Source:
Welcome to the tutorial for the LiDAR Virtual Lab. In this tutorial, we will introduce how to generate geospatial data products of ecosystem structure from LiDAR point cloud using Notebook-as-a-VRE (NaaVRE).

First, let's get some background of what is ecosystem structure and LiDAR data. 

## 1. What is ecosystem structure?

![1-1.jpg](attachment:d21af0a9-671a-47aa-bf8c-528ae710f279.jpg)

The vertical and horizontal distribution of plants influences habitat structure and 3D characteristics of vegetation for animals. Illustrated are examples for (a) forests, (b) agricultural and open landscapes, and (c) reedbeds and marshlands. The height, openness and density of vegetation as well as specific habitat features (e.g. tree species, hedges etc.) are key aspects of animal habitat and space use. 

Image credit: Kissling et al. 2017 Research Ideas and Outcomes https://doi.org/10.3897/rio.3.e14939

## 2. What is LiDAR?

LiDAR, or Light Detection And Ranging, is one active remote sensing method that can be used to map structure, including vegetation height, density, and other characteristics across a region. LiDAR directly measures the height and density of vegetation on the groun,d making it an ideal tool for scientists studying vegetation over large areas.

![1-2.jpg](attachment:b7f58ed0-3a7d-4b65-bbf8-1a7937707ec1.jpg)

# 3. Laserfarm workflow
### A high-throughput workflow for quantifying ecosystem structure from airborne LiDAR

![2-1.jpg](attachment:ab935332-0b1f-45a8-a130-fc27c11b6ae9.jpg)

The Laserfarm workflow enables the efficient, scalable and distributed processing of multi-terabyte Light Detection And Ranging (LiDAR) point clouds from national and regional airborne laser scanning (ALS) surveys into raster layers of ecosystem structure. The Laserfarm workflow is exemplified with a country-wide LiDAR point cloud dataset from the Netherlands (AHN).

Problem details:
Can you print the LiDAR tutorial word for word from "Welcome to the" to "and LiDAR data."?

Data lines:
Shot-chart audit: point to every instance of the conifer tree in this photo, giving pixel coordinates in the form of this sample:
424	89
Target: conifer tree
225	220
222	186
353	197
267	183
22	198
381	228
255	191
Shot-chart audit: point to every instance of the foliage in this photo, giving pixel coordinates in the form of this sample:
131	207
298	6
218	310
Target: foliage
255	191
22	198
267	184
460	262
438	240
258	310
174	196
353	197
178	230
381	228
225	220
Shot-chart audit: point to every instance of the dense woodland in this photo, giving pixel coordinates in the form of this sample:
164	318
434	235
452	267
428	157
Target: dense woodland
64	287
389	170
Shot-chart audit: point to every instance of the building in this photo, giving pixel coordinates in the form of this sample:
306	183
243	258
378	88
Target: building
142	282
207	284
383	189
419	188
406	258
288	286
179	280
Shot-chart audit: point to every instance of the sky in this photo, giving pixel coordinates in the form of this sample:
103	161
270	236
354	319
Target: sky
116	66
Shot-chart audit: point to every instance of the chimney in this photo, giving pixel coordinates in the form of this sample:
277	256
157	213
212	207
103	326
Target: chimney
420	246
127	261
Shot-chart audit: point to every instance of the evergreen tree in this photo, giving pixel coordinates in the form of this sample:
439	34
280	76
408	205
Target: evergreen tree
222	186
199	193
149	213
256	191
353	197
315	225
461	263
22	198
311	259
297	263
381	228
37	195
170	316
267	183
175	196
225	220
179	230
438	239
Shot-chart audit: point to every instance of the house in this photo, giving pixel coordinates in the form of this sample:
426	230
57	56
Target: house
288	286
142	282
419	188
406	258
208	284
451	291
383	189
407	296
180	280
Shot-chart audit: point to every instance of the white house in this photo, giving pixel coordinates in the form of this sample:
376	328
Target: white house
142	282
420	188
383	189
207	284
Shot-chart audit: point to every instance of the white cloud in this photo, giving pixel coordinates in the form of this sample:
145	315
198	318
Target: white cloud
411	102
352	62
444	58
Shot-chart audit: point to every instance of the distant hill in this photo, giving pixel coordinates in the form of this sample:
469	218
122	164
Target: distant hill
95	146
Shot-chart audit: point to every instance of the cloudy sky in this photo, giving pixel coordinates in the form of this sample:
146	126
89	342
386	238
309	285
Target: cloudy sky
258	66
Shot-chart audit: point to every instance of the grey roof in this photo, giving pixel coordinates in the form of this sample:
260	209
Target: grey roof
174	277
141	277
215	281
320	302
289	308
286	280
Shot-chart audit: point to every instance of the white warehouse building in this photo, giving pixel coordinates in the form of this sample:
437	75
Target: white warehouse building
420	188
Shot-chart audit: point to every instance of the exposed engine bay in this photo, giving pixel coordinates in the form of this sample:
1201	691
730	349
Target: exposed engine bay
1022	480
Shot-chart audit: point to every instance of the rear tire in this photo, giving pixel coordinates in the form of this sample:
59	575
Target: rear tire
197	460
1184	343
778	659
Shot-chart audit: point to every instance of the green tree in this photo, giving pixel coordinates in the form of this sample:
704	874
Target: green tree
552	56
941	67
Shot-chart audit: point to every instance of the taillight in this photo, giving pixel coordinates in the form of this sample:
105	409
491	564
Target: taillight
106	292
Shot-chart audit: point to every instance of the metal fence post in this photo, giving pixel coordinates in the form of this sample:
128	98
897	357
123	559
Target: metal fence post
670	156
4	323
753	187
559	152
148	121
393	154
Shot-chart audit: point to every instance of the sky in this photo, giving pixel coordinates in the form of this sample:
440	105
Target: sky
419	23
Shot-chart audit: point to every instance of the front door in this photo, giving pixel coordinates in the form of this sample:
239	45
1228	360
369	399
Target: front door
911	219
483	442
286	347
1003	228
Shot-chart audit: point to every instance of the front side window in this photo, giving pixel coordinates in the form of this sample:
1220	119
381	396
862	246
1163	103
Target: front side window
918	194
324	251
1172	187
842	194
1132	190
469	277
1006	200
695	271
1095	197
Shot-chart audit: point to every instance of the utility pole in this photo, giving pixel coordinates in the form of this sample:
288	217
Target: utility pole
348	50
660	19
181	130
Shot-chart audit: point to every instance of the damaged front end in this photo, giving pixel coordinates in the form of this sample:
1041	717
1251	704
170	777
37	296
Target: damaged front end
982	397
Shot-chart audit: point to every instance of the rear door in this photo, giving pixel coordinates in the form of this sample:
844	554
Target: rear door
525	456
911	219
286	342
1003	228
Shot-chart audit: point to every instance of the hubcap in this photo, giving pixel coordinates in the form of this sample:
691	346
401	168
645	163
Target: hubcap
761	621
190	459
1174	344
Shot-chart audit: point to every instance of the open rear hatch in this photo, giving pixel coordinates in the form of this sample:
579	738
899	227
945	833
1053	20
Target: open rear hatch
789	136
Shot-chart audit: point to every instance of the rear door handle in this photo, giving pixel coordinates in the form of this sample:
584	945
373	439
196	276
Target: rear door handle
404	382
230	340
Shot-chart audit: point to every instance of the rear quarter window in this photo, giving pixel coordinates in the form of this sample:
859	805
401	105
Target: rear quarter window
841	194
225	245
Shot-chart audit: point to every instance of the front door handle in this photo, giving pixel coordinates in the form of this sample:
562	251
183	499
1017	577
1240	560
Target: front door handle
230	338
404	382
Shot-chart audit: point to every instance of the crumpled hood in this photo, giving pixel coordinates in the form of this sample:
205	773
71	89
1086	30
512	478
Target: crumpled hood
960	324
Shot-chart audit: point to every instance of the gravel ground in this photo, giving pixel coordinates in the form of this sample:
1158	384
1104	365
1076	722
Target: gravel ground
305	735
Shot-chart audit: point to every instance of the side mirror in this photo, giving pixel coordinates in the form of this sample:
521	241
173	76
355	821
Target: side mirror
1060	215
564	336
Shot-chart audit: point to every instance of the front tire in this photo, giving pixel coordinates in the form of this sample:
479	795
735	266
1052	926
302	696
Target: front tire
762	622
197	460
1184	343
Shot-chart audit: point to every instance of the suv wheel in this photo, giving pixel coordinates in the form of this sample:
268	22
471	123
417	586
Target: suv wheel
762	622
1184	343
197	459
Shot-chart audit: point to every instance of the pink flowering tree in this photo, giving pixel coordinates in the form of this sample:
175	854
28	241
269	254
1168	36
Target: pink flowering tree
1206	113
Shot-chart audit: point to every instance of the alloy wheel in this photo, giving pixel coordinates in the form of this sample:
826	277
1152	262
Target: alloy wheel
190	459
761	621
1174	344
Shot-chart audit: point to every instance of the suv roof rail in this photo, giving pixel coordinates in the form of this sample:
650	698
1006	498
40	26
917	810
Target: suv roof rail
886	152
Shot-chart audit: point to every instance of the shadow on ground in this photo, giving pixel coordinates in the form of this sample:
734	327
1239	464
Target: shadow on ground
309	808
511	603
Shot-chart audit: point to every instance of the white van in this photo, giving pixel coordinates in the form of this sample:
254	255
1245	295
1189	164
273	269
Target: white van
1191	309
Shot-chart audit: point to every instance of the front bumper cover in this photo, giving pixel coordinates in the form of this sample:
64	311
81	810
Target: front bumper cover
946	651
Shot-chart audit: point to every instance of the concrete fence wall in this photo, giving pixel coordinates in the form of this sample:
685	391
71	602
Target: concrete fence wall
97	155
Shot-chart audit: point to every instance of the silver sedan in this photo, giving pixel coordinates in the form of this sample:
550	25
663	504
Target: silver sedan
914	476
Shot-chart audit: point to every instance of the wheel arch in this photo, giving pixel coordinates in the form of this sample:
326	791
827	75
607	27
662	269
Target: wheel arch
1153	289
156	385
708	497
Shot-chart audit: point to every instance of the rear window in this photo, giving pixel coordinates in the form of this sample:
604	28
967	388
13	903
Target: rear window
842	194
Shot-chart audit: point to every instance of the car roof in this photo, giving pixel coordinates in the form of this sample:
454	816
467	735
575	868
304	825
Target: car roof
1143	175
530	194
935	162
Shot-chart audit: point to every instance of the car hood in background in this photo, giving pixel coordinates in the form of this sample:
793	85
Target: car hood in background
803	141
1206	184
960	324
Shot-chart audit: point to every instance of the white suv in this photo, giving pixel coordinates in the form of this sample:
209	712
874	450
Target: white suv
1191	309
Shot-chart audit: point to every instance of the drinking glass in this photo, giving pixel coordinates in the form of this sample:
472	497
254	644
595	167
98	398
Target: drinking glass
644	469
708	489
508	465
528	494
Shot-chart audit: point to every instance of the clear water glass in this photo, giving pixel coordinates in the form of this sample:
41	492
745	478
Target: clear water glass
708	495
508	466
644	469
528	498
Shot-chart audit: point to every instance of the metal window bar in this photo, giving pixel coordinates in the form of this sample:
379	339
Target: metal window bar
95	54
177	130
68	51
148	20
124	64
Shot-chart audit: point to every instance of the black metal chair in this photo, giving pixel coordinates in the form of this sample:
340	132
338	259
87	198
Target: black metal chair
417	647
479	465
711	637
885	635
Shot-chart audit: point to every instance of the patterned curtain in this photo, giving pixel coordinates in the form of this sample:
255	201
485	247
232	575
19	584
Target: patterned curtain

Answer to the exercise:
Welcome to the tutorial for the LiDAR Virtual Lab. In this tutorial, we will introduce how to generate geospatial data products of ecosystem structure from LiDAR point cloud using Notebook-as-a-VRE (NaaVRE).

First, let's get some background of what is ecosystem structure and LiDAR data.